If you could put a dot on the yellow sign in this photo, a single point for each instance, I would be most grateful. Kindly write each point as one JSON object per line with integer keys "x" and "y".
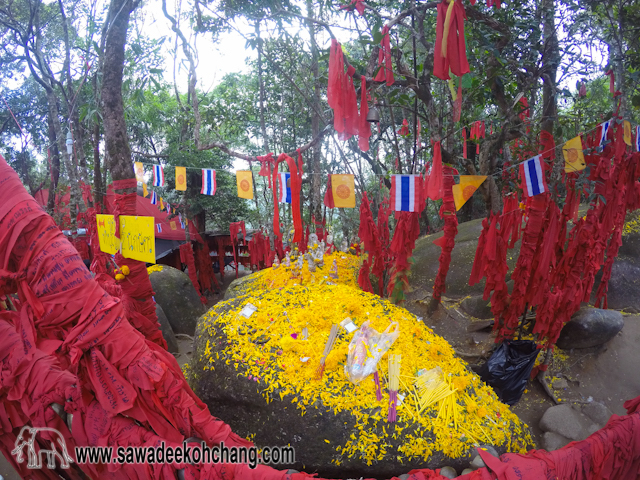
{"x": 181, "y": 178}
{"x": 466, "y": 188}
{"x": 573, "y": 156}
{"x": 109, "y": 243}
{"x": 139, "y": 169}
{"x": 344, "y": 195}
{"x": 245, "y": 183}
{"x": 138, "y": 238}
{"x": 627, "y": 132}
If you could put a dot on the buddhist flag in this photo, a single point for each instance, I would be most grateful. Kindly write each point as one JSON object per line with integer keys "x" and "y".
{"x": 343, "y": 189}
{"x": 158, "y": 176}
{"x": 573, "y": 156}
{"x": 181, "y": 178}
{"x": 532, "y": 177}
{"x": 627, "y": 132}
{"x": 466, "y": 188}
{"x": 208, "y": 181}
{"x": 245, "y": 184}
{"x": 139, "y": 169}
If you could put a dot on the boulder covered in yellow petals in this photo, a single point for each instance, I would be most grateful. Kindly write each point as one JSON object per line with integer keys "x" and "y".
{"x": 257, "y": 371}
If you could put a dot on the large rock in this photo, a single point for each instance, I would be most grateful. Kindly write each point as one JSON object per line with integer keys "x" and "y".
{"x": 174, "y": 292}
{"x": 221, "y": 380}
{"x": 568, "y": 422}
{"x": 590, "y": 327}
{"x": 167, "y": 331}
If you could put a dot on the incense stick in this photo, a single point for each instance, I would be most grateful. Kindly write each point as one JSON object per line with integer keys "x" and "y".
{"x": 327, "y": 350}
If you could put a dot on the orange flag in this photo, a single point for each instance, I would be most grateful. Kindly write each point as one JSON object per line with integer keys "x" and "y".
{"x": 181, "y": 178}
{"x": 466, "y": 188}
{"x": 245, "y": 184}
{"x": 343, "y": 187}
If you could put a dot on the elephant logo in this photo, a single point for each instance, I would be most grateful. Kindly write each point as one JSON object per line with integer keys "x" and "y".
{"x": 27, "y": 437}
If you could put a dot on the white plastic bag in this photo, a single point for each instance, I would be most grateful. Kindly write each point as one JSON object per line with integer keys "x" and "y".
{"x": 365, "y": 350}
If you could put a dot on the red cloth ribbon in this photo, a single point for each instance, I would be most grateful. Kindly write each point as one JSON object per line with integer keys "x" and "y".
{"x": 385, "y": 66}
{"x": 456, "y": 54}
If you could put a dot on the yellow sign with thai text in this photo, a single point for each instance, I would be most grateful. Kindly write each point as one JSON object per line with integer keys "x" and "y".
{"x": 138, "y": 240}
{"x": 109, "y": 243}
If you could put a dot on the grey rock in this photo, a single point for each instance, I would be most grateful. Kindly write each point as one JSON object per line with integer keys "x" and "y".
{"x": 598, "y": 412}
{"x": 590, "y": 327}
{"x": 553, "y": 441}
{"x": 476, "y": 307}
{"x": 559, "y": 384}
{"x": 167, "y": 331}
{"x": 566, "y": 421}
{"x": 448, "y": 472}
{"x": 177, "y": 297}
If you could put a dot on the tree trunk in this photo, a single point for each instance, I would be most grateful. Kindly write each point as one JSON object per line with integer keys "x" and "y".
{"x": 315, "y": 171}
{"x": 54, "y": 153}
{"x": 550, "y": 60}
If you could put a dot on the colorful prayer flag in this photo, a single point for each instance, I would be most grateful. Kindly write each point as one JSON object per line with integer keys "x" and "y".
{"x": 466, "y": 188}
{"x": 343, "y": 189}
{"x": 573, "y": 155}
{"x": 604, "y": 131}
{"x": 181, "y": 178}
{"x": 158, "y": 176}
{"x": 532, "y": 177}
{"x": 284, "y": 189}
{"x": 627, "y": 132}
{"x": 405, "y": 193}
{"x": 208, "y": 181}
{"x": 244, "y": 180}
{"x": 139, "y": 169}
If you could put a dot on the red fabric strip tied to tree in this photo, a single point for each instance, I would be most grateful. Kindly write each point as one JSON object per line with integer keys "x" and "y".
{"x": 450, "y": 49}
{"x": 385, "y": 66}
{"x": 186, "y": 257}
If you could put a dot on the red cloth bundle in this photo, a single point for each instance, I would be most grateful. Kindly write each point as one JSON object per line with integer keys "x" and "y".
{"x": 186, "y": 257}
{"x": 385, "y": 66}
{"x": 450, "y": 50}
{"x": 435, "y": 188}
{"x": 448, "y": 212}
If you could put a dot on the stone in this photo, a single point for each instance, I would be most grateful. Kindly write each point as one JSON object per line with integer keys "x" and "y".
{"x": 238, "y": 401}
{"x": 167, "y": 331}
{"x": 178, "y": 299}
{"x": 590, "y": 327}
{"x": 553, "y": 441}
{"x": 477, "y": 307}
{"x": 566, "y": 421}
{"x": 448, "y": 472}
{"x": 598, "y": 412}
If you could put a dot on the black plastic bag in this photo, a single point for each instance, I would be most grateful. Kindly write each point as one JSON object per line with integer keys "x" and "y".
{"x": 508, "y": 369}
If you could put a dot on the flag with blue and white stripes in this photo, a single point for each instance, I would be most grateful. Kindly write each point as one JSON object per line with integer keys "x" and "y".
{"x": 158, "y": 176}
{"x": 208, "y": 181}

----

◆ Problem statement
Take the line containing "If you could put a dot on the black" and each line after it up to the last line of the listing, and print them exactly.

◆ Answer to this problem
If you could put a dot on the black plastic bag in this photo, a single point for each instance, I would be most grateful. Kindly write each point as one JSON object per line with integer keys "x" and "y".
{"x": 508, "y": 369}
If you could put a dot on the flag with blue and white stripes in this photo, a single point for each instance, I would be most grateful. Kindly write each point as one JSON object per line with integer keys "x" and "y".
{"x": 158, "y": 176}
{"x": 208, "y": 181}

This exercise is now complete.